*** Begin section ***

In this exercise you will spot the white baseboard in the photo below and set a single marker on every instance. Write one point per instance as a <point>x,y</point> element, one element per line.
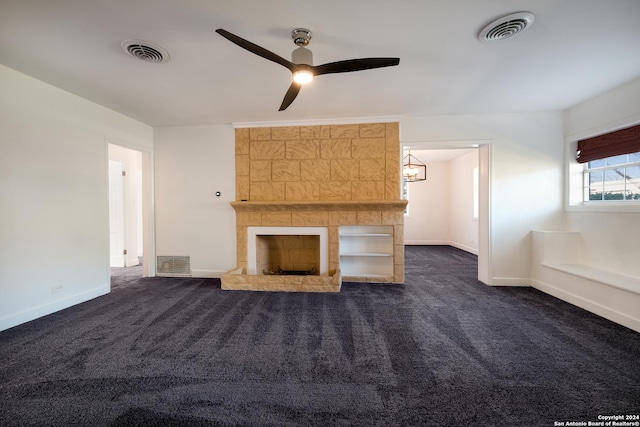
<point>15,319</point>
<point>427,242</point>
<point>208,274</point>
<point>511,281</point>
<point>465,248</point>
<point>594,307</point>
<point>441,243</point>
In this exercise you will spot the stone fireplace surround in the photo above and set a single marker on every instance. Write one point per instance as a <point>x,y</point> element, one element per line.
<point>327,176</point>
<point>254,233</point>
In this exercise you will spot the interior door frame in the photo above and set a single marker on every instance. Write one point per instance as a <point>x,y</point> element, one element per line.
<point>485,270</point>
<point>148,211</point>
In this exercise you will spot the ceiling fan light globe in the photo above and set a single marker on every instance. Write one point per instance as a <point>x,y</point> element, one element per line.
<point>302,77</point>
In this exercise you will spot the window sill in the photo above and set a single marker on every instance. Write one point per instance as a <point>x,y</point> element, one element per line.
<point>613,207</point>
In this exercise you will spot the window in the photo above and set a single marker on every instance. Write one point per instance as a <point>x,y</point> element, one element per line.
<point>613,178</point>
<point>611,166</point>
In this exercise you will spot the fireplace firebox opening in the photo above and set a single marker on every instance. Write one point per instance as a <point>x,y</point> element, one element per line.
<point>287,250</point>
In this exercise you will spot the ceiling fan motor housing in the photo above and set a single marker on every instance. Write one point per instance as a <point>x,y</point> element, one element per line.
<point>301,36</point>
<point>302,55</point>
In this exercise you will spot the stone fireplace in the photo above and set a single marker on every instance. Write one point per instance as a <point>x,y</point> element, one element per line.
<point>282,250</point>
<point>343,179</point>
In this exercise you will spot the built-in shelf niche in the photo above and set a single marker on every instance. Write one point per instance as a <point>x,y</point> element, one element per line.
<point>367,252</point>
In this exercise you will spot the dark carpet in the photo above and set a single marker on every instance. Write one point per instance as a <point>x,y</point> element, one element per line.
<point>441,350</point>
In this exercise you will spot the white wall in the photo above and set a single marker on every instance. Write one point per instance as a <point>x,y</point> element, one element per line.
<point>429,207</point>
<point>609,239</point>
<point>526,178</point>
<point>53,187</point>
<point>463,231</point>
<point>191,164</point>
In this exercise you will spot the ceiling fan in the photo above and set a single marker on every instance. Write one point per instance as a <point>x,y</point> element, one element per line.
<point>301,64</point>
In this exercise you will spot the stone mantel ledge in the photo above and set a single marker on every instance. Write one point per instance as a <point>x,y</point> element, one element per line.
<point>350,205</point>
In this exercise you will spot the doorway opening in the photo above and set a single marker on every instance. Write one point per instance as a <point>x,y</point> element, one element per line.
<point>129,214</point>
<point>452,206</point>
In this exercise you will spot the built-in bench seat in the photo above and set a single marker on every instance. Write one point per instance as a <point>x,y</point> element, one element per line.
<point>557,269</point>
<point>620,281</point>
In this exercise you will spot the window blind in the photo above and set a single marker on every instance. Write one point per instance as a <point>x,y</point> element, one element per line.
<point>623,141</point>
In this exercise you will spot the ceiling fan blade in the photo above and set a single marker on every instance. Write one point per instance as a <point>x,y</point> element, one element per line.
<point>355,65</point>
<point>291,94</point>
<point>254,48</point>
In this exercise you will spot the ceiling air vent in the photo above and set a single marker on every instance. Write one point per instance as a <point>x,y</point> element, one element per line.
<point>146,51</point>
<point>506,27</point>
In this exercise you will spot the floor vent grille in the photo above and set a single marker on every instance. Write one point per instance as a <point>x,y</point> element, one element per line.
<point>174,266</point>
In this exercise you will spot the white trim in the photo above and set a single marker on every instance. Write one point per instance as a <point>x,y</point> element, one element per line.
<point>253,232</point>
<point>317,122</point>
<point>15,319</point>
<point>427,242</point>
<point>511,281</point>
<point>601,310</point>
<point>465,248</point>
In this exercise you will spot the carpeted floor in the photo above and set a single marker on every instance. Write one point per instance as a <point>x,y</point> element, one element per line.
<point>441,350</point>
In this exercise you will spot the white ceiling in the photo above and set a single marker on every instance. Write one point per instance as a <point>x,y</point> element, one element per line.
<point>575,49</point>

*** End section ***

WHAT YOU WILL DO:
All lines from the one containing "In this exercise you will spot the white trim" through the final line of the records above are to be set down exactly, and no other line is to appear.

YOUR RESPONSE:
In this exercise you will spot the white trim in the photo above and set a single marker on every instance. Write one point per instance as a <point>x,y</point> element, one element per line.
<point>253,232</point>
<point>317,122</point>
<point>15,319</point>
<point>427,242</point>
<point>511,281</point>
<point>601,310</point>
<point>465,248</point>
In this exercise you will spot the carpeted floor in the photo above and set a single marker on every instance. Write one point per instance as a <point>x,y</point> element, one element per line.
<point>441,350</point>
In this exercise you will spot the white ceiling in the photo above and set a single marker on every instance. Write one point per instance as a <point>x,y</point> element, one element per line.
<point>575,49</point>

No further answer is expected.